To make myself clear, Phetland is doing exactly the right thing: presenting what he sees as "important insights and theoretical constructs" that he finds in Foucault. My problem is that the "insights" seem to me familiar and there are no "theoretical constructs," except in that simple and familiar ideas have been dressed up in complicated and pretentious rhetoric. Phetland asks whether I think this is "wrong, useless, or posturing." No. The historical parts look interesting sometimes, though they have to be treated with caution and independent verification is even more worth undertaking than it usually is. The parts that restate what has long been obvious and put in much simpler terms are not "useless," but indeed useful, which is why I and others have always made the very same points. As to "posturing," a lot of it is that, in my opinion, though I don't particularly blame Foucault for it: it's such a deeply rooted part of the corrupt intellectual culture of Paris that he fell into it pretty naturally, though to his credit, he distanced himself from it. As for the "corruption" of this culture particularly since World War II, that's another topic, which I've discussed elsewhere and won't go into here. Frankly, I don't see why people in this forum should be much interested, just as I am not. There are more important things to do, in my opinion, than to inquire into the traits of elite intellectuals engaged in various careerist and other pursuits in their narrow and (to me, at least) pretty unininteresting circles. That's a broad brush, and I stress again that it is unfair to make such comments without proving them: but I've been asked, and have answered the only specific point that I find raised. When asked about my general opinion, I can only give it, or if something more specific is posed, address that. I'm not going to undertake an essay on topics that don't interest me.

Unless someone can answer the simple questions that immediately arise in the mind of any reasonable person when claims about "theory" and "philosophy" are raised, I'll keep to work that seems to me sensible and enlightening, and to people who are interested in understanding and changing the world.

Johnb made the point that "plain language is not enough when the frame of reference is not available to the listener"; correct and important. But the right reaction is not to resort to obscure and needlessly complex verbiage and posturing about non-existent "theories." Rather, it is to ask the listener to question the frame of reference that he/she is accepting, and to suggest alternatives that might be considered, all in plain language. I've never found that a problem when I speak to people lacking much or sometimes any formal education, though it's true that it tends to become harder as you move up the educational ladder, so that indoctrination is much deeper, and the self-selection for obedience that is a good part of elite education has taken its toll. Johnb says that outside of circles like this forum, "to the rest of the country, he's incomprehensible" ("he" being me). That's absolutely counter to my rather ample experience, with all sorts of audiences. Rather, my experience is what I just described. The incomprehensibility roughly corresponds to the educational level. Take, say, talk radio. I'm on a fair amount, and it's usually pretty easy to guess from accents, etc., what kind of audience it is. I've repeatedly found that when the audience is mostly poor and less educated, I can skip lots of the background and "frame of reference" issues because it's already obvious and taken for granted by everyone, and can proceed to matters that occupy all of us. With more educated audiences, that's much harder; it's necessary to disentangle lots of ideological constructions.

▶ [Dataset entries]
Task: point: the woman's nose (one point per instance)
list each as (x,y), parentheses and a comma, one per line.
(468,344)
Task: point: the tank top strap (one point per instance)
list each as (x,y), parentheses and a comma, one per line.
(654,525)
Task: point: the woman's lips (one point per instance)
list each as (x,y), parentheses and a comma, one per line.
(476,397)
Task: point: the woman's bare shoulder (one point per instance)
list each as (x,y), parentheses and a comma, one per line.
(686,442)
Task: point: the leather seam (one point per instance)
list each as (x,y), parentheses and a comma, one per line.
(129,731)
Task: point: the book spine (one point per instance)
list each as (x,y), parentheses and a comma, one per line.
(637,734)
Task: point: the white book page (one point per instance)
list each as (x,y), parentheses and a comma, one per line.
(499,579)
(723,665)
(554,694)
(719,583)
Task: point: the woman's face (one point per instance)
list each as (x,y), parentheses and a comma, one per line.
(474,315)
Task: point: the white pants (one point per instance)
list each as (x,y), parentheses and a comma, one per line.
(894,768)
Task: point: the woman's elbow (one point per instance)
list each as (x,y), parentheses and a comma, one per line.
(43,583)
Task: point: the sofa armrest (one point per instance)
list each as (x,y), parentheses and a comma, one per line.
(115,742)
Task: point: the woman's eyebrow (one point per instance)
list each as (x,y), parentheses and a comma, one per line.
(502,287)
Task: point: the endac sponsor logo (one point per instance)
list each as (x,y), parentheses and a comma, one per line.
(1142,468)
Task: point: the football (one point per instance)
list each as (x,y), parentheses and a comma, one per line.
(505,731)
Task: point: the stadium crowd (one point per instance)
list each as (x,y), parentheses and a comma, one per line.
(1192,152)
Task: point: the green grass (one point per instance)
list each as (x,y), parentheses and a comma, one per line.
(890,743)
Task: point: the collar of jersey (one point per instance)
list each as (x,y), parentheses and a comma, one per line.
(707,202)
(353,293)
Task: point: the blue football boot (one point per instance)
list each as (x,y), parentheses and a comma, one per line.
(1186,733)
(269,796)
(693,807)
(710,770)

▶ [What is required] Please write out the stretch from "Unless someone can" through "changing the world." in the text on Foucault and plain language again, switching "enlightening" to "illuminating". The entries are separate material, apart from the text on Foucault and plain language.

▶ [Worked solution]
Unless someone can answer the simple questions that immediately arise in the mind of any reasonable person when claims about "theory" and "philosophy" are raised, I'll keep to work that seems to me sensible and illuminating, and to people who are interested in understanding and changing the world.